STATED TASK: Write out the lines of the listing as a JSON list of strings, one string per line and no blank lines, going from the line with "If you could indicate the funnel" up to and including the line with "point(1263, 267)".

-- BEGIN DATA SUPPLIED --

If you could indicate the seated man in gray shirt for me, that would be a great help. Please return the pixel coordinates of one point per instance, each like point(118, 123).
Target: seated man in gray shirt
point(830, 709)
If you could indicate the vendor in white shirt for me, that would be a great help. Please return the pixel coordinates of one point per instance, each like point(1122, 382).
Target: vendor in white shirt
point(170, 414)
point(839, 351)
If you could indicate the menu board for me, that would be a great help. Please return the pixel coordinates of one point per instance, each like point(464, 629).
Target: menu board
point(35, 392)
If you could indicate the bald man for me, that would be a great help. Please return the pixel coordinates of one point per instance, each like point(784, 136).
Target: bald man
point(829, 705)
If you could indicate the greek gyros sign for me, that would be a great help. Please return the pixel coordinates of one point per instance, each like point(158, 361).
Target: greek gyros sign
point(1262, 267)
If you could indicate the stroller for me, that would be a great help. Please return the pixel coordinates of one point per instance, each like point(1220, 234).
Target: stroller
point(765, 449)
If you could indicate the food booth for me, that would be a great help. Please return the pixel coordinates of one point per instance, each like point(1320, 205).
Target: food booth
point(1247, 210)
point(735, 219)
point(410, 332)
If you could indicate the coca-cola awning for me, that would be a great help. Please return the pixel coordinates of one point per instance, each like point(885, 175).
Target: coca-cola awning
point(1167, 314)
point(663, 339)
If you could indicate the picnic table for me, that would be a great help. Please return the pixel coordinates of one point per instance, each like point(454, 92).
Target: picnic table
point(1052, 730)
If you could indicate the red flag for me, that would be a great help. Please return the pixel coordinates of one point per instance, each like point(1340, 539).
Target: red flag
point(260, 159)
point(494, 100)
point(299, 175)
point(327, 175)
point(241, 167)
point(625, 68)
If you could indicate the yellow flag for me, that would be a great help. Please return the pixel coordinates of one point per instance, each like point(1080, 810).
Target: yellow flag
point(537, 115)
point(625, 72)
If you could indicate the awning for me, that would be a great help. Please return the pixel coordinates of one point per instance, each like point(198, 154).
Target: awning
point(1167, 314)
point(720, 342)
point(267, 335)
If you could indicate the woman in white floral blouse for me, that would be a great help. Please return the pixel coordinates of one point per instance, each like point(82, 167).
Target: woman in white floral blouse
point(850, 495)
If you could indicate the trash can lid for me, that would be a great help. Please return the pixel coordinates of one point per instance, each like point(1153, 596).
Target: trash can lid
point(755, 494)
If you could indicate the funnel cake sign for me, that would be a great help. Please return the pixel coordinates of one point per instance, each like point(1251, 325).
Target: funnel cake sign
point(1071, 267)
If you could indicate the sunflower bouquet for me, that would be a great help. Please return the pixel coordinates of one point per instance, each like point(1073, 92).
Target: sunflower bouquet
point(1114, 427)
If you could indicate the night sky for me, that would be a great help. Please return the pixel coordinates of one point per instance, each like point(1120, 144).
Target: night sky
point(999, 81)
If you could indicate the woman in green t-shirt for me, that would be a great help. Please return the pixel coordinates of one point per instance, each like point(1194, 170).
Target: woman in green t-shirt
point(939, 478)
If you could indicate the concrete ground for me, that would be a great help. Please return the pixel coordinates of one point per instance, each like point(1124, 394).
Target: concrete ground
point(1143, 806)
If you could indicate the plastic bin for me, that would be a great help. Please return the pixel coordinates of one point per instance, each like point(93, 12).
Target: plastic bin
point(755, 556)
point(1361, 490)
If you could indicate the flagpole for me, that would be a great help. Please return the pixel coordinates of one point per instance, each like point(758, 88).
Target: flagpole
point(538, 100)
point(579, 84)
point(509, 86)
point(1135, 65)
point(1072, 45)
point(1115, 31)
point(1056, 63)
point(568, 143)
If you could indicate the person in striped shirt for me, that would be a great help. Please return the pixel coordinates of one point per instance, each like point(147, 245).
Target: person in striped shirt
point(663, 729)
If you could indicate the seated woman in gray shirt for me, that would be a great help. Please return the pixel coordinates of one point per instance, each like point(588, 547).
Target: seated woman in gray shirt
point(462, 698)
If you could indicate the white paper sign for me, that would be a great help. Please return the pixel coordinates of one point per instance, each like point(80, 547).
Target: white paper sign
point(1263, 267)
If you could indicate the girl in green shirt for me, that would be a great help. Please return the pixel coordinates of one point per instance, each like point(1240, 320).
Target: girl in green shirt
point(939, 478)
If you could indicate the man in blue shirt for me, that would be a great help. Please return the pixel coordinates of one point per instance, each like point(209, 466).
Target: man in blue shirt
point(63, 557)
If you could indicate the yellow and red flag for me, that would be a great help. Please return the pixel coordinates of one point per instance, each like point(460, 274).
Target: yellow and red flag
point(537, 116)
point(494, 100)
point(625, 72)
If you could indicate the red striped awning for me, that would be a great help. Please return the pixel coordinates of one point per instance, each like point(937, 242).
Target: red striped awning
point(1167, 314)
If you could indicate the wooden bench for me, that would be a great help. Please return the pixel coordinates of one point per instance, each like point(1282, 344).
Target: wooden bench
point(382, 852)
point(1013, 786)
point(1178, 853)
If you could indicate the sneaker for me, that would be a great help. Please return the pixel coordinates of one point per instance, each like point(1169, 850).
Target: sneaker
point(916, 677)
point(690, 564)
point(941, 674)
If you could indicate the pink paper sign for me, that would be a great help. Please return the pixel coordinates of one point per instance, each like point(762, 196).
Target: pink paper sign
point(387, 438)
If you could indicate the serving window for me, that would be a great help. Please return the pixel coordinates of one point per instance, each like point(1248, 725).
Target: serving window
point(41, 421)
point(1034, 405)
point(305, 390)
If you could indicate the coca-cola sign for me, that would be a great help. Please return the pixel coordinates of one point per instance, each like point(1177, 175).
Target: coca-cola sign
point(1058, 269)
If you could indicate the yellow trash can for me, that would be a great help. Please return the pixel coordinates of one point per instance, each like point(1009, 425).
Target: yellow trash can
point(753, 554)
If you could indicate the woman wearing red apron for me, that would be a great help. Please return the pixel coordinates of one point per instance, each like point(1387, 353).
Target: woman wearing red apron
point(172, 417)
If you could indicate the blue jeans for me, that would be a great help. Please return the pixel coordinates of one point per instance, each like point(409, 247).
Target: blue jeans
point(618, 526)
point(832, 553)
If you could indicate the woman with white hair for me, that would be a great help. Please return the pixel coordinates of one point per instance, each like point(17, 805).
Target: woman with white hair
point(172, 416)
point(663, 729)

-- END DATA SUPPLIED --

FINISHED EXERCISE:
[
  "If you could indicate the funnel cake sign for me, that would be a great help. Please return the pixel coordinates of one point per instance, each like point(1251, 325).",
  "Target: funnel cake sign",
  "point(1071, 267)",
  "If you could indicate the sunflower bouquet for me, that would be a great help. Please return the pixel coordinates of one point per instance, each like point(1073, 92).",
  "Target: sunflower bouquet",
  "point(1114, 427)",
  "If you could indicate the night sky for me, that would be a great help. Please return the pixel coordinates of one point per instance, each like point(1120, 144).",
  "Target: night sky",
  "point(999, 81)",
  "If you could indicate the woman in green t-shirt for me, that would be a great help. Please return the pixel coordinates of one point per instance, each like point(1194, 170).",
  "Target: woman in green t-shirt",
  "point(939, 478)",
  "If you could indicate the concrete ground for me, that would be a great help. Please return the pixel coordinates of one point per instance, each like point(1124, 394).",
  "Target: concrete ground",
  "point(1143, 806)",
  "If you could indicate the plastic bin for me, that would be a great help. Please return the pixel coordinates of one point per instance, each like point(93, 12).",
  "Target: plastic bin",
  "point(755, 556)",
  "point(1361, 490)",
  "If you could indicate the flagpole for me, that would be a great help. Please return the pixel coordinates of one point per instance, each like point(758, 88).",
  "Target: flagpole",
  "point(538, 100)",
  "point(579, 84)",
  "point(509, 86)",
  "point(1135, 65)",
  "point(1072, 45)",
  "point(1115, 31)",
  "point(1056, 63)",
  "point(568, 143)",
  "If you could indicate the person in striped shirt for me, that would be a great help. Please return the pixel coordinates of one point per instance, each like point(147, 245).",
  "Target: person in striped shirt",
  "point(663, 729)",
  "If you could indicate the seated woman in gray shirt for me, that would be a great help. Please return the pixel coordinates of one point per instance, each like point(588, 547).",
  "Target: seated woman in gray shirt",
  "point(462, 698)",
  "If you could indicate the white paper sign for me, that would be a great help. Please return the pixel coordinates of one point per instance, each like point(80, 547).",
  "Target: white paper sign",
  "point(1263, 267)"
]